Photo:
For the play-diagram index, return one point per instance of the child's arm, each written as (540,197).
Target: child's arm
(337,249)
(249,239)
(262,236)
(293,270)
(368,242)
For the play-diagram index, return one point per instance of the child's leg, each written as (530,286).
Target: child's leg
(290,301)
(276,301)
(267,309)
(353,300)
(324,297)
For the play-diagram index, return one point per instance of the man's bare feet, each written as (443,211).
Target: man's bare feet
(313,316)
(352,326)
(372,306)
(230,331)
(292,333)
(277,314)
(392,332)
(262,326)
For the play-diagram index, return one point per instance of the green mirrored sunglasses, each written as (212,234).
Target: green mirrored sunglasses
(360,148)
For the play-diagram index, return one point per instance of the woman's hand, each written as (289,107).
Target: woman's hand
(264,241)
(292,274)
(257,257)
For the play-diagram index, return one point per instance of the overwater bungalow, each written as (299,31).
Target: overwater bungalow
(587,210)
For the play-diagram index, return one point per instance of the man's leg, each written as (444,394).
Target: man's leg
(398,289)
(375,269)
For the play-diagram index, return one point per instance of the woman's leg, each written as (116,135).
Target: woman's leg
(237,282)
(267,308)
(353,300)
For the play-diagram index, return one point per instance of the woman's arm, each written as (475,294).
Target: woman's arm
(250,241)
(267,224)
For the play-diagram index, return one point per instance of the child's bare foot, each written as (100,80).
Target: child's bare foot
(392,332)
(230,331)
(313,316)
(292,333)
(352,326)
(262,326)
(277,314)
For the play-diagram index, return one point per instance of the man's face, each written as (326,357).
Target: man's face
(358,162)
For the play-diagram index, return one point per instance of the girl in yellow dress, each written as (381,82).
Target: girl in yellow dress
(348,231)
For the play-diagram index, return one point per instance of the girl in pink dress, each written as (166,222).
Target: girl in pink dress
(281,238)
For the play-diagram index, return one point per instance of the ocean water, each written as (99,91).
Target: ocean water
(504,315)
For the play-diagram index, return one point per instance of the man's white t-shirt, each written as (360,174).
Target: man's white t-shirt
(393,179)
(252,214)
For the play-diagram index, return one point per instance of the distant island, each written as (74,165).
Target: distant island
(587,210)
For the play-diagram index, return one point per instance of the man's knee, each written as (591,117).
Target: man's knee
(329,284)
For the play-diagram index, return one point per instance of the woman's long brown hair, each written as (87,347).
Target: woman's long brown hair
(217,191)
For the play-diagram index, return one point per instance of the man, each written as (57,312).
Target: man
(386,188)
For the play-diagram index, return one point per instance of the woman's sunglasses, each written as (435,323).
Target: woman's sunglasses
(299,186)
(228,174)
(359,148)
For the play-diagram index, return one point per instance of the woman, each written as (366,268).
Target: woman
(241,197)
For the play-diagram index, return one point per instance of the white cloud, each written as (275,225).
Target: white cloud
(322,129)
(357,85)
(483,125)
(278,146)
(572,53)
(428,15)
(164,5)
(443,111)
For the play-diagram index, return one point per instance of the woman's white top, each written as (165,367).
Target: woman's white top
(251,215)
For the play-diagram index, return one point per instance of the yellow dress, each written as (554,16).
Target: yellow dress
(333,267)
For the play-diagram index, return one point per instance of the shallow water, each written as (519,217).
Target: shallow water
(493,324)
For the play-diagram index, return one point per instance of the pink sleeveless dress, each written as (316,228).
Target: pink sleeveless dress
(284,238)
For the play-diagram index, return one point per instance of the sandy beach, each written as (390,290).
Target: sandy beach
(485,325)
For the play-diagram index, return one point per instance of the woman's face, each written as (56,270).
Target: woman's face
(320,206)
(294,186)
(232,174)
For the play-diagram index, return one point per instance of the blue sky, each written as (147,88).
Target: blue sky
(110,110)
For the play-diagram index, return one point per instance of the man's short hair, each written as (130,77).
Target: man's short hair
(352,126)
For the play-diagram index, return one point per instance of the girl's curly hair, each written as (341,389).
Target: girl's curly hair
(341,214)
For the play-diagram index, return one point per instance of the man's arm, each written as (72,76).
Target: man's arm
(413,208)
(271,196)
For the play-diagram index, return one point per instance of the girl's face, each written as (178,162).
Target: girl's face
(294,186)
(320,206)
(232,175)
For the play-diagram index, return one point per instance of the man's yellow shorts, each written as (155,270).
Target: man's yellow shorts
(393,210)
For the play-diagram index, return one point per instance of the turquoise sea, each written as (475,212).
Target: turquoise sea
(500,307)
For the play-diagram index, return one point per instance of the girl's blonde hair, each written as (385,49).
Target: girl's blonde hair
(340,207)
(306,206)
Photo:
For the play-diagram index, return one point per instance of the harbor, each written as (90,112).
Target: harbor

> _How to complete this task_:
A complete, exact transcription of the data above is required.

> _Answer to the problem_:
Photo:
For the play-diagram index, return one point per instance of the child's arm, each written as (540,197).
Target: child's arm
(337,249)
(249,239)
(262,236)
(293,270)
(368,242)
For the play-diagram index, return one point per instance of the child's leg, each written as (530,286).
Target: child's leg
(290,301)
(276,301)
(267,309)
(353,300)
(324,297)
For the play-diagram index, return one point per instance of the man's bare feet, each written as (443,211).
Target: man's bare feet
(313,316)
(352,326)
(372,306)
(230,331)
(292,333)
(277,314)
(392,332)
(262,326)
For the play-diagram index, return one point per instance of the green mirrored sunglasses, each written as (212,234).
Target: green mirrored sunglasses
(360,148)
For the play-diagram index, return one point per instance of the woman's hand, each written as (289,107).
Target: woman's hand
(264,241)
(292,274)
(257,257)
For the play-diagram index, return one point per instance of the overwater bungalow, each written as (299,31).
Target: overwater bungalow
(587,210)
For the play-diagram index, return one point per instance of the man's leg, each written as (444,394).
Target: man's leg
(398,289)
(375,269)
For the play-diagram index, return one point per instance of the woman's leg, each written as (116,135).
Target: woman's leg
(237,282)
(267,308)
(353,300)
For the play-diagram index, return one point per instance of the woman's arm, each written as (475,294).
Target: woman's arm
(250,241)
(267,224)
For the play-diagram index, return one point per instance of the child's bare foot, each written as (100,80).
Target: child's bare foot
(392,332)
(230,331)
(313,316)
(292,333)
(352,326)
(262,326)
(277,314)
For the play-diagram index, return one point per instance of the man's face, each written as (326,357).
Target: man's face
(358,162)
For the play-diagram index, return one point per instance of the girl in yellow dress, each written as (381,82).
Target: girl in yellow dress
(348,231)
For the play-diagram index, return one point per instance of the girl in pink dress, each written as (166,222).
Target: girl in pink dress
(281,238)
For the play-diagram index, return one point per instance of the ocean water, each written as (99,91).
Target: ocean water
(504,315)
For the play-diagram index, return one point per instance of the man's white t-shirt, each written as (360,174).
Target: man's white t-shirt
(393,179)
(252,214)
For the play-diagram index, return one point per instance of the distant island, each written as (74,165).
Target: distant island
(587,210)
For the play-diagram index, return one point per instance of the man's knee, each written as (591,117).
Target: man's knee
(329,284)
For the play-diagram index, return one point per instance of the woman's long brown hair, each written as (87,347).
Target: woman's long brown hair
(217,191)
For the play-diagram index, return one point per instance of the man, each written as (57,312).
Target: man
(386,188)
For the play-diagram index, return one point per instance of the woman's sunglasses, each written as (435,323).
Target: woman's sunglasses
(299,186)
(228,174)
(359,148)
For the play-diagram index, return one point per instance of the woman, each written as (366,268).
Target: woman
(241,197)
For the play-diagram index, return one point per instance of the white cloud, each written as (275,225).
Target: white cloud
(322,129)
(357,85)
(483,125)
(278,146)
(572,53)
(428,15)
(164,5)
(443,111)
For the play-diagram index, return one point per instance of the woman's white top, each written as (165,367).
Target: woman's white top
(251,215)
For the play-diagram index, return one point per instance of the yellow dress, each written as (554,16).
Target: yellow dress
(333,267)
For the play-diagram index, return one point per instance of the shallow water, each written as (519,217).
Target: shallow water
(493,324)
For the play-diagram index, return one point per instance of the pink sleeveless dress, each written as (316,228).
Target: pink sleeveless dress
(284,238)
For the play-diagram index, return one point per instance of the sandy beach, each written as (390,290).
Target: sandy beach
(485,325)
For the play-diagram index, return one point per instance of the woman's face, each written as (56,270).
Target: woman's face
(320,206)
(294,186)
(232,174)
For the play-diagram index, return one point per instance of the blue sky, each written as (147,88).
Target: blue sky
(110,110)
For the play-diagram index, return one point per instance of the man's short hair, each written as (130,77).
Target: man's short hair
(352,126)
For the play-diagram index, return one point per instance of the girl's curly hair, each written as (341,389).
Target: girl's curly hair
(341,214)
For the play-diagram index, return one point per instance of the man's arm, each written as (72,76).
Target: man's arm
(413,208)
(271,196)
For the play-diagram index, return one point per instance of the girl's face, each written as (178,162).
Target: girl's face
(294,186)
(320,206)
(232,175)
For the play-diagram index, return one point per instance of the man's yellow shorts, each written as (155,270).
Target: man's yellow shorts
(393,210)
For the play-diagram index, return one point per instance of the turquoise sea, each written as (475,212).
Target: turquoise sea
(500,307)
For the play-diagram index, return one point per instance of the girl's blonde hair, each written as (385,49).
Target: girl's blonde hair
(340,207)
(306,206)
Photo:
For the play-diagram index, return one point per instance of the harbor, each written as (90,112).
Target: harbor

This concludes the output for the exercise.